Texto proporcionado –

■ ■ ■ ■

Lo que no se conoce tan bien como se quisiera es la breve y feliz vida de G. Caín, el cronista cinematográfico. Mucho antes de ser el reconocido autor de Tres tristes tigres (1967), la novela que según el autor es preferible leer en voz alta, Cabrera Infante ya se había hecho de una merecida fama de crítico de cine, desde que empezara a publicar sus reseñas en Carteles, la segunda revista más importante de la Cuba de entonces. Allí nació G. Caín, el alter ego que protagoniza Un oficio del siglo XX (1963), que no es otra cosa que la reunión de la mayoría de sus notas cinematográficas, sólo que aderezadas con tres apartados que otorgan forma y fondo al propósito final del autor: hacer del cine literatura y de la literatura cine. Y es que las críticas de Cabrera Infante no son meros recuentos de las bondades y defectos de tal o cual película, sino más bien auténticas creaciones literarias. Cualquiera que lea, por ejemplo, la reseña que hizo de La Strada hallará tanta o más poesía que en el hermoso film de Fellini. ¿Es literatura? ¿Es cine? Es las dos cosas y ninguna a la vez.


La segunda mitad de los años sesenta, los primeros años de exilio, lo vieron convertirse en el Cabrera Infante que perdura todavía en la memoria de muchos, sobre todo de aquellos que sólo lo conocen por esa no-novela o meta-novela que es Tres tristes tigres; el libro que, con un título que colocaría a otro texto suyo más adelante, Vista del amanecer en el trópico (1974), ganó el premio Biblioteca Breve en 1964.

Para cuando se publica La Habana para un infante difunto (1979), “novela erótica seria” según el propio autor, el curtido cronista cinematográfico y/o literario ya lleva catorce años viviendo lejos de su amada isla. Los tiempos han cambiado, los Castro han castrado a toda una generación de intelectuales. Los que creyeron en el esfuerzo de los barbudos por liberar a su patria del nefasto Batista, se han ido dispersando por el mundo buscando el calor y sabor de Cuba en los lugares más inverosímiles. A Cabrera Infante le tocó radicarse en Londres, luego de que le negaran la residencia en España.

■ ■ ■ ■

Información registrada –
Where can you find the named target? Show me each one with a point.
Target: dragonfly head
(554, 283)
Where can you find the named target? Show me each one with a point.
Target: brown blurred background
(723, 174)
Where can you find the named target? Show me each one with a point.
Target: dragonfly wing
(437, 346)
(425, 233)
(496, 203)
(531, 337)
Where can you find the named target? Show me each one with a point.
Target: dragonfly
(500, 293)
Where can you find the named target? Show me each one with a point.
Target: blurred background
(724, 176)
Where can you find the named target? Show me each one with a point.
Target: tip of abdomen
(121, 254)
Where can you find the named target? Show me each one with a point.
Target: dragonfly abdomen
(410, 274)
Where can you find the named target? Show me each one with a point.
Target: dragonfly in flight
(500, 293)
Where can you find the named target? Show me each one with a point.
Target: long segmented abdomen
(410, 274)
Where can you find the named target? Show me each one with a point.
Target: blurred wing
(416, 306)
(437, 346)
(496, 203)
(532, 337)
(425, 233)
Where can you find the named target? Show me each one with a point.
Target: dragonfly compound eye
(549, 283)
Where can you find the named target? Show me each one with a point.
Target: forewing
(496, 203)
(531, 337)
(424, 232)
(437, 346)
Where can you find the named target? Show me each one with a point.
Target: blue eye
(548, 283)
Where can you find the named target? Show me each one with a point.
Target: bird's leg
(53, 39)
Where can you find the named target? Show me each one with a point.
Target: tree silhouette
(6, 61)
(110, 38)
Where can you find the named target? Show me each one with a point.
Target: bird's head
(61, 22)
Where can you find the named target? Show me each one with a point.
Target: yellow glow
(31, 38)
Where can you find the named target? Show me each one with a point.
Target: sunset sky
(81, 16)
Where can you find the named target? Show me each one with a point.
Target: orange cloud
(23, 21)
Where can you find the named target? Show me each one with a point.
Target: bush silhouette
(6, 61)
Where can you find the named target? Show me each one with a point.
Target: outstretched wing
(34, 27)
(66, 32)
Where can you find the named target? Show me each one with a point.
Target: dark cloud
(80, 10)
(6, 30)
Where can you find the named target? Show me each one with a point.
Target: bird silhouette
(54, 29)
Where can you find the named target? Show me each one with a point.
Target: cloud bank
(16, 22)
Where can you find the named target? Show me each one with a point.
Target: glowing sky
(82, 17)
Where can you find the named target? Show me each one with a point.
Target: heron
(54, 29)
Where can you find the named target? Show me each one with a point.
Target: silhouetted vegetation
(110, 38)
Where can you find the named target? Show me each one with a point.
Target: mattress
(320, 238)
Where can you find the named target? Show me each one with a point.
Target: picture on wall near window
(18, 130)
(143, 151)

■ ■ ■ ■

Tu objetivo –
Enumera todos los libros de Cabrera Infante que menciona el texto sobre su trayectoria, cada uno con el año que figura entre paréntesis junto a su título.

Espacio de respuesta –
- Tres tristes tigres (1967)
- Un oficio del siglo XX (1963)
- Vista del amanecer en el trópico (1974)
- La Habana para un infante difunto (1979)